====== Supplied records ======
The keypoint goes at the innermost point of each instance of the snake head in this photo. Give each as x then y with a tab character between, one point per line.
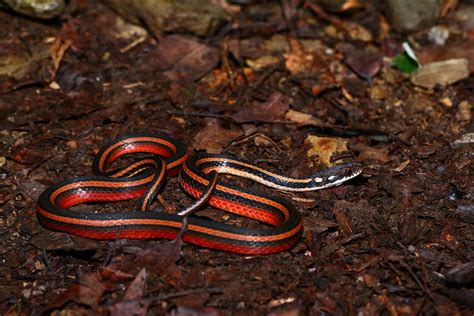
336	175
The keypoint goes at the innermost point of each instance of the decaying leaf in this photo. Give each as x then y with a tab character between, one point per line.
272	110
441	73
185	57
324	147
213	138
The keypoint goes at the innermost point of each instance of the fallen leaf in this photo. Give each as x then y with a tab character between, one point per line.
======
====== Supplied records ======
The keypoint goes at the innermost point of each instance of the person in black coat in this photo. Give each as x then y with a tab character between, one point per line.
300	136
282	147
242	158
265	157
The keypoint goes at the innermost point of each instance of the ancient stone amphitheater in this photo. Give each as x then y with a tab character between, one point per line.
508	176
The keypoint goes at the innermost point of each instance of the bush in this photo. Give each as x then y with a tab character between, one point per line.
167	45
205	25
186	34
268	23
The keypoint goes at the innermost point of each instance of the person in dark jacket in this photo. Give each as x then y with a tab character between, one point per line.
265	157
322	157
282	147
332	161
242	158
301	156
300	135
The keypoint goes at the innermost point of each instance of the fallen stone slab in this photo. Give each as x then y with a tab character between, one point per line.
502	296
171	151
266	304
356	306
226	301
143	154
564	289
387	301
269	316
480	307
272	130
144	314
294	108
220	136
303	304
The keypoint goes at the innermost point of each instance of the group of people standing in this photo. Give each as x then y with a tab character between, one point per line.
======
Precisely the lines between those holding "of the decaying" and "the fallen leaf", inclusive, are to be reproduced from the listing above, with nothing added.

▶ _Expected output_
The keypoint goes at the innermost point of each instance of the decaying leaf in this photo. Give each as x then y with a tab character between, one point per line.
272	110
441	73
185	57
324	147
213	138
The keypoint goes at the innermost point of each instance of the fallen leaf in this photo. Give each as x then y with a tab character between, one point per line.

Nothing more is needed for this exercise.